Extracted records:
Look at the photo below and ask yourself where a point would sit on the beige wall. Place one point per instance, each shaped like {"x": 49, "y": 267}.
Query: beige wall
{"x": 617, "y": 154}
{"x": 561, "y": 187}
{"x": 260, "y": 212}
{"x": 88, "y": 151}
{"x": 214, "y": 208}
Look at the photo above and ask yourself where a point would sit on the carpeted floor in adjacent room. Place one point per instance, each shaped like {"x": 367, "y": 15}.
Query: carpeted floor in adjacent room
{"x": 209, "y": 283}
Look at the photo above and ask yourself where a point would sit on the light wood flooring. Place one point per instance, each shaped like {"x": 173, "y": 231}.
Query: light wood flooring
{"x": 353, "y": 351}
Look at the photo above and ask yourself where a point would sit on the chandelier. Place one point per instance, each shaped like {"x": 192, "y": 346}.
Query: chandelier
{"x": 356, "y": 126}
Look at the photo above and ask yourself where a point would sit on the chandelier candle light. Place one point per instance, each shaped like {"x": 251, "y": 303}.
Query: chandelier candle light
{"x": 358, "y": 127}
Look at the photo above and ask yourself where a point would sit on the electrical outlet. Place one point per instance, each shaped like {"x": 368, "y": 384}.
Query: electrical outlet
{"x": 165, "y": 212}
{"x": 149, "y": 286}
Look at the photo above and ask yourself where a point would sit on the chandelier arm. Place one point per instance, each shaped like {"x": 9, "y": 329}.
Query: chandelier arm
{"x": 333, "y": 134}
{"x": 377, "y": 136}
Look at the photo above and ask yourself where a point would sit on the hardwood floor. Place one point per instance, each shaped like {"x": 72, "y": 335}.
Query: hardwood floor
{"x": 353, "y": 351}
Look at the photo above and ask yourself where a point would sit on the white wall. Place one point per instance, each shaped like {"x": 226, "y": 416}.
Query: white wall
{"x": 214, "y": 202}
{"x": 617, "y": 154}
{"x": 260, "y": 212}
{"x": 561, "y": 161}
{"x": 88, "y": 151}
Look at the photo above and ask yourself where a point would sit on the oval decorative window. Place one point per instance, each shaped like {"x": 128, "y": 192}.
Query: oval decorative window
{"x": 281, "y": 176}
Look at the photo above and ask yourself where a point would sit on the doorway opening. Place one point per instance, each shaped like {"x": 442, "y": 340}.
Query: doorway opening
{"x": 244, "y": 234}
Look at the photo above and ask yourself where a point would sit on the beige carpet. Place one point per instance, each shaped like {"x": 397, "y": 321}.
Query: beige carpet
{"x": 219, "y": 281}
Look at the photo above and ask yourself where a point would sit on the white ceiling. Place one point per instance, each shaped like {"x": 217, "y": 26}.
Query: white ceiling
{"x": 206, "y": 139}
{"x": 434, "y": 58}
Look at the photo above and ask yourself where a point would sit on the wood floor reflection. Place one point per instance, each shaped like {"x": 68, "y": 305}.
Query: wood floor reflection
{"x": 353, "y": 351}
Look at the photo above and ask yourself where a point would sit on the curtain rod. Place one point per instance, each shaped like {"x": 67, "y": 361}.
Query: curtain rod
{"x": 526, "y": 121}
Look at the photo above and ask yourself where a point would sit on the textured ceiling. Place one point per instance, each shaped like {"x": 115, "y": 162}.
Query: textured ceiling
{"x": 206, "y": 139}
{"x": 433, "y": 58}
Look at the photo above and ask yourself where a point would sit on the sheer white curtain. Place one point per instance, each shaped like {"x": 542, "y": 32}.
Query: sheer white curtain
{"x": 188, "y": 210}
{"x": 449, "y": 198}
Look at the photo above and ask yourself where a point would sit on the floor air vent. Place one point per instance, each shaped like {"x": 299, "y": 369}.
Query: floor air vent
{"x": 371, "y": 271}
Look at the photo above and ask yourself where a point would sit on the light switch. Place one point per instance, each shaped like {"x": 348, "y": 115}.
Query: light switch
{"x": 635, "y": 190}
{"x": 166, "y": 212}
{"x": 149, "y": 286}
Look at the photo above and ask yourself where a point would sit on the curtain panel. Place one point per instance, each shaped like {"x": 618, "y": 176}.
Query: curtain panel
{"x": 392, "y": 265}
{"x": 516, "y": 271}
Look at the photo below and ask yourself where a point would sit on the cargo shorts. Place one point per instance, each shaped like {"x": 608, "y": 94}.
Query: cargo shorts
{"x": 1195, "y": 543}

*Directive*:
Rewrite all of the data above, replacing every instance of "ask yourself" with "consider" and leaving everything else unchanged.

*Result of the task*:
Look at the photo below and consider where a point would sit on the beige wall. Place one point per instance, each shaped like {"x": 49, "y": 267}.
Query: beige wall
{"x": 617, "y": 154}
{"x": 561, "y": 187}
{"x": 260, "y": 212}
{"x": 88, "y": 151}
{"x": 214, "y": 208}
Look at the photo above and consider where a point would sit on the carpeted floor in adjacent room. Place one point per instance, each shaped like {"x": 367, "y": 15}.
Query: carpeted floor in adjacent room
{"x": 209, "y": 283}
Look at the photo above and consider where a point would sit on the light wood flooring. Place one point per instance, each shaped like {"x": 173, "y": 231}.
Query: light wood flooring
{"x": 353, "y": 351}
Look at the photo above and consider where a point would sit on the chandelier. Place one point per instance, each shaped like {"x": 192, "y": 346}.
Query: chandelier
{"x": 356, "y": 126}
Look at the photo above and consider where a point would sit on the chandelier candle light. Place one point per instance, each shaped like {"x": 251, "y": 303}.
Query: chandelier candle light
{"x": 358, "y": 127}
Look at the photo above and consider where a point would sit on the electrical outlet. Place one point per instance, each shaped like {"x": 368, "y": 384}.
Query: electrical outlet
{"x": 165, "y": 212}
{"x": 149, "y": 286}
Look at the photo above and consider where a point would sit on the chandelier arm. Place one point per instance, each shaped like {"x": 9, "y": 329}.
Query: chandelier arm
{"x": 333, "y": 134}
{"x": 377, "y": 136}
Look at the photo above and consider where a point would sit on the hardwood floor. Place one point per instance, each shaped like {"x": 72, "y": 335}.
Query: hardwood floor
{"x": 353, "y": 351}
Look at the photo above and consider where a point would sit on the white wall. Place one point per instance, each shaped like {"x": 226, "y": 416}.
Query: white wall
{"x": 214, "y": 202}
{"x": 617, "y": 154}
{"x": 260, "y": 212}
{"x": 561, "y": 161}
{"x": 88, "y": 151}
Look at the photo above and consider where a point would sit on the oval decorative window. Place one point per instance, each shaped like {"x": 128, "y": 192}.
Query: oval decorative window
{"x": 281, "y": 176}
Look at the photo above and consider where a point would sit on the doorway opening. Place one point per instance, each shaped like {"x": 442, "y": 340}.
Query: doorway opening
{"x": 244, "y": 234}
Look at the photo above and consider where a point would sit on the beige carpet. Place one point per instance, each shaped like {"x": 397, "y": 321}.
Query: beige carpet
{"x": 219, "y": 281}
Look at the photo above and consider where a point would sit on the white ceiling. Place one point per instance, each shaped like {"x": 217, "y": 26}.
Query: white ceiling
{"x": 206, "y": 139}
{"x": 434, "y": 58}
Look at the photo above and consider where a point would sit on the wood floor reflection. Place one point per instance, each shaped like {"x": 68, "y": 305}.
Query: wood floor reflection
{"x": 353, "y": 351}
Look at the photo above and consider where a point would sit on the curtain rod. Place one point per instance, each shaped like {"x": 67, "y": 361}.
Query: curtain rod
{"x": 526, "y": 121}
Look at the photo above and consider where a point would sit on the textured ceiling. Place one point per instance, each shaped like {"x": 115, "y": 162}.
Query: textured ceiling
{"x": 206, "y": 139}
{"x": 433, "y": 58}
Look at the photo above and consider where a point would sit on the sheer white curtain. Place one point per instance, each shaped like {"x": 542, "y": 32}.
Query: sheer white curtain
{"x": 188, "y": 210}
{"x": 449, "y": 198}
Look at the photo above and consider where a point would sit on the floor air vent. Place one point per instance, each shaped like {"x": 299, "y": 369}.
Query: floor air vent
{"x": 371, "y": 271}
Look at the photo above and consider where a point would sit on the light switch. Place one point per instance, each shaped like {"x": 348, "y": 115}.
Query: light switch
{"x": 635, "y": 190}
{"x": 166, "y": 212}
{"x": 149, "y": 286}
Look at the photo above and consider where a point would sit on the curtain panel. Place one point per instance, each shaped like {"x": 618, "y": 176}.
Query: curtain panel
{"x": 392, "y": 265}
{"x": 516, "y": 271}
Look at the photo below and consider where a point would sit on the cargo shorts. Place one point per instance, each shaped like {"x": 608, "y": 94}.
Query: cargo shorts
{"x": 1195, "y": 543}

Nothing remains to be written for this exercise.